▶ [DOCUMENT SEGMENT]
== == ==

Unlock a world of possibilities! Login now and discover the exclusive benefits awaiting you.
Hello,
I am still face up a problem while removing overlapping intervals.
The data:
Client | Product | From | To |
A | A | 2015.01.01 | 2015.01.15 |
A | A | 2015.01.15 | 2015.01.15 |
A | A | 2015.01.10 | 2015.01.20 |
A | A | 2015.02.01 | 2015.02.10 |
B | B | 2015.01.01 | 2015.01.10 |
B | B | 2015.01.15 | 2015.01.20 |
B | B | 2015.01.13 | 2015.01.13 |
B | B | 2015.01.13 | 2015.01.15 |
B | C | 2015.01.01 | 2015.01.30 |
B | C | 2015.01.10 | 2015.02.15 |
B | C | 2015.02.20 | 2015.02.25 |
B | C | 2015.02.19 | 2015.02.21 |
B | C | 2015.02.23 | 2015.02.26 |
The result should be:
Client | Product | From | To |
A | A | 2015.01.01 | 2015.01.20 |
A | A | 2015.02.01 | 2015.02.10 |
B | B | 2015.01.01 | 2015.01.10 |
B | B | 2015.01.13 | 2015.01.20 |
B | C | 2015.01.01 | 2015.02.15 |
B | C | 2015.02.19 | 2015.02.26 |
I need to remove overlapping intervals depending on Client and Product fields.
Thank you for your help!
An other way is it to loop over the distinct intervals until they are clean. So it will not produce millions of discrete rows, but it will needs 4 up to 6 loops to get the clean intervals. But try it.
INPUTTAB:
LOAD
Hash128(Client,Product,From,To) as Key0,
*
;
LOAD * INLINE [
Client Product From To
A A 2015.01.01 2015.01.15
...
](delimiter is '\t');
LOOPTAB:
LOAD Distinct
Key0,
AutoNumber(Hash128(Client,Product),'Key') as Key,
num(From) as From#,
num(To) as To#
Resident INPUTTAB;
DROP Fields From,To;
let nor1=NoOfRows('LOOPTAB');
for i= 1 to 100
Trace *** Loop $(i) ***;
let h=i-1;
TEMP:
NoConcatenate
LOAD
Hash128(Key,From#,To#) as Key$(i),
*
;
LOAD
Key$(h),
Key,
If(Key=Previous(Key) and From#>=Previous(From#) and From#-1<=Previous(To#),Previous(From#),From#) as From#,
If(Key=Previous(Key) and To#<=Previous(To#) and To#>=Previous(From#),Previous(To#),To#) as To#
Resident LOOPTAB
Order By Key,From#,To# desc;
DROP Table LOOPTAB;
LOOPTAB:
LOAD Distinct
Key$(i),
Key,
From#,
To#
Resident TEMP;
let nor2=NoOfRows('LOOPTAB');
if nor1=nor2 then
Left Join(INPUTTAB)

== == ==

▶ [PROVIDED INFORMATION]
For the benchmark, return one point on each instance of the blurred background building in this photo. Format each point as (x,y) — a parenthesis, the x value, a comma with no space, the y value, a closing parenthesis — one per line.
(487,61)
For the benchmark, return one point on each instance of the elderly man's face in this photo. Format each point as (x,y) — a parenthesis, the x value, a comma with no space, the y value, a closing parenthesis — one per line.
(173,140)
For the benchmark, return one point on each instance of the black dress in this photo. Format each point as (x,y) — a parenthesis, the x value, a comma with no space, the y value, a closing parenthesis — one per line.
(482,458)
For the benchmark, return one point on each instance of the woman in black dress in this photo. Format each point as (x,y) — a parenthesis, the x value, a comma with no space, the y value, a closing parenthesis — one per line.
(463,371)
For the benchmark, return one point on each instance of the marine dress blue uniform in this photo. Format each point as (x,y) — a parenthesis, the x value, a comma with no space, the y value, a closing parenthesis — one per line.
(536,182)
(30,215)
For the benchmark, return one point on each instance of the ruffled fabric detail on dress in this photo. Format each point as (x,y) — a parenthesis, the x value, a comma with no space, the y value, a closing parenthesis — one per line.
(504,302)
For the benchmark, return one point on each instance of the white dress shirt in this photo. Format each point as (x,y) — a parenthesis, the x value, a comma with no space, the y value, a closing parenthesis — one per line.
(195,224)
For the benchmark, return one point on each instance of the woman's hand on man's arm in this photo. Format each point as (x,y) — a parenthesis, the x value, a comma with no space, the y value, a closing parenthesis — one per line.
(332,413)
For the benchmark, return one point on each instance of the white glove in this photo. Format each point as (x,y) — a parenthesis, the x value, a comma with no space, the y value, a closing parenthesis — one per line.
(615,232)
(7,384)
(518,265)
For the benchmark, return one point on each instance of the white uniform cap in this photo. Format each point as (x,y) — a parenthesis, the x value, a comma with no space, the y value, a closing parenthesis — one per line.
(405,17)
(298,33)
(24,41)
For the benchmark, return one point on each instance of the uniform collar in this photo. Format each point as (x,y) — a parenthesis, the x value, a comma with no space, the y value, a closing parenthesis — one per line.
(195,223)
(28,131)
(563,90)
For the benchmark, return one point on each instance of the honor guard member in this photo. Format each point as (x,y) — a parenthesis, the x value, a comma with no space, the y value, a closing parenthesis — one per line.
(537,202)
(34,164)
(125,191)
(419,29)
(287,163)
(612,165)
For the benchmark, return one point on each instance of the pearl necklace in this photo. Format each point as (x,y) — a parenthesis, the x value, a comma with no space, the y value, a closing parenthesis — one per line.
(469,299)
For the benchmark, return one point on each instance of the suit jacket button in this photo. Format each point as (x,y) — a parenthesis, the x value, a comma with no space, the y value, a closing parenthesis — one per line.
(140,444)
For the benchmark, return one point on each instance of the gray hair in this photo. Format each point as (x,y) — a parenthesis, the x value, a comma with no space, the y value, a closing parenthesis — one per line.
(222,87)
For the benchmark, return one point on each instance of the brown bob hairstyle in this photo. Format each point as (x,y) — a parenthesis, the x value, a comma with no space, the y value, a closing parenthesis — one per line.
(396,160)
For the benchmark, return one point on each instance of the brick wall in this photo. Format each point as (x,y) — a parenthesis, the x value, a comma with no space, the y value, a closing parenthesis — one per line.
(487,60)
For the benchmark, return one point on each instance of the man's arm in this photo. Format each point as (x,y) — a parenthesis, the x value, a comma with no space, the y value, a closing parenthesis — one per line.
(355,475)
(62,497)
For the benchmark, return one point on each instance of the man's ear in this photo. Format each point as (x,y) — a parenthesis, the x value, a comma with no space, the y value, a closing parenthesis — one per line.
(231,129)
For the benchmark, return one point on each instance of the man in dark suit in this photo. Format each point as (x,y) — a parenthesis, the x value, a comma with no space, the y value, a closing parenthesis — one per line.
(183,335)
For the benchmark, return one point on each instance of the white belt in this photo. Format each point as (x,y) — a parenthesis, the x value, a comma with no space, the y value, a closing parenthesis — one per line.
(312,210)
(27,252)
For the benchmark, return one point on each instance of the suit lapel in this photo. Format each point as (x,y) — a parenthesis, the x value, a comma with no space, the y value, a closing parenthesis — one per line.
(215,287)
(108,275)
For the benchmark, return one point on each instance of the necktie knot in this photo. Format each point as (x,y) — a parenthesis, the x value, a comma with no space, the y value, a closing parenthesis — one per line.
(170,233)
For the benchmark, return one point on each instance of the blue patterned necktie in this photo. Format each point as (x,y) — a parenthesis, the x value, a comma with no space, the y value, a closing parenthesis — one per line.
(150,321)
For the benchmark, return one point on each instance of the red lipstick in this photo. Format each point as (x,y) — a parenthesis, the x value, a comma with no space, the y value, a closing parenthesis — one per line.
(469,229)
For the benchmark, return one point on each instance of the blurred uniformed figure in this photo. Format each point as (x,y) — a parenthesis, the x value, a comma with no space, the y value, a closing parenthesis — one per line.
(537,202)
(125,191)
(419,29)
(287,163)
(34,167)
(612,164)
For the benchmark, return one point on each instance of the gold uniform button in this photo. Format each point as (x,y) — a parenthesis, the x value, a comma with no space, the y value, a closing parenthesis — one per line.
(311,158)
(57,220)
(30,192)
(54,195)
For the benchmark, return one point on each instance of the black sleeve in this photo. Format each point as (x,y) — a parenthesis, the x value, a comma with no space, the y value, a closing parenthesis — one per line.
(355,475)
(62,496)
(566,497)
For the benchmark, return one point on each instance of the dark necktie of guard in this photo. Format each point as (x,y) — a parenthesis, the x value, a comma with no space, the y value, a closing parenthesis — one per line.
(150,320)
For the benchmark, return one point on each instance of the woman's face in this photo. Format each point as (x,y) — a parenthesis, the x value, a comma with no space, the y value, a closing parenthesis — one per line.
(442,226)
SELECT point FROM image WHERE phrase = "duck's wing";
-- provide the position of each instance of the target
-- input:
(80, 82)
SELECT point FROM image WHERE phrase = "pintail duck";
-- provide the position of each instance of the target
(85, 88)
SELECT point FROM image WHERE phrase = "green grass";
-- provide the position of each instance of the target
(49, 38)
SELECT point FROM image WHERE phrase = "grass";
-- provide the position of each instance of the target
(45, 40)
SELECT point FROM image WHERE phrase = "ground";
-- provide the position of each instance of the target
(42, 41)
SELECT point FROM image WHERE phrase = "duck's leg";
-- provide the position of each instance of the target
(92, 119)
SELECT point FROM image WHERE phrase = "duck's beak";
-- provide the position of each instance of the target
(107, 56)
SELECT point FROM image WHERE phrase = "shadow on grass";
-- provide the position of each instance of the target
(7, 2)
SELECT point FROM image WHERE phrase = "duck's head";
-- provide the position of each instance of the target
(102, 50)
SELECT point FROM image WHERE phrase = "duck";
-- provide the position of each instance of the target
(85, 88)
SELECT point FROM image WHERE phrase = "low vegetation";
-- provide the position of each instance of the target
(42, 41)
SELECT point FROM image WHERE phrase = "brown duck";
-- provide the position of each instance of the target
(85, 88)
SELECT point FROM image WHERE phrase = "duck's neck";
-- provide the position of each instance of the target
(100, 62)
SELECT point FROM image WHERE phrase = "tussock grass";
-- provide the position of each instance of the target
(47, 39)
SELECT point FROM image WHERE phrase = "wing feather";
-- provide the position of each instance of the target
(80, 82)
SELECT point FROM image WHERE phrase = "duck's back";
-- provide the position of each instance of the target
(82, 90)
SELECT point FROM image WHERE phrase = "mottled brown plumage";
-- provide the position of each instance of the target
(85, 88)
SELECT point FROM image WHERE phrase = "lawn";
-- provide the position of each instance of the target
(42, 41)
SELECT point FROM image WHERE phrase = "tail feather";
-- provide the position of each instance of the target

== == ==

▶ [TASKS TO PERFORM]
1 > Print the passage of the overlapping-intervals thread from "Unlock a world" to "removing overlapping intervals.", word for word.
2 > According to the reply in the overlapping-intervals thread, how many loops will the looping approach need to reach clean intervals?

▶ [COMPLETE ANSWERS]
1 >
Unlock a world of possibilities! Login now and discover the exclusive benefits awaiting you.
Hello,
I am still face up a problem while removing overlapping intervals.

2 > It will need 4 up to 6 loops.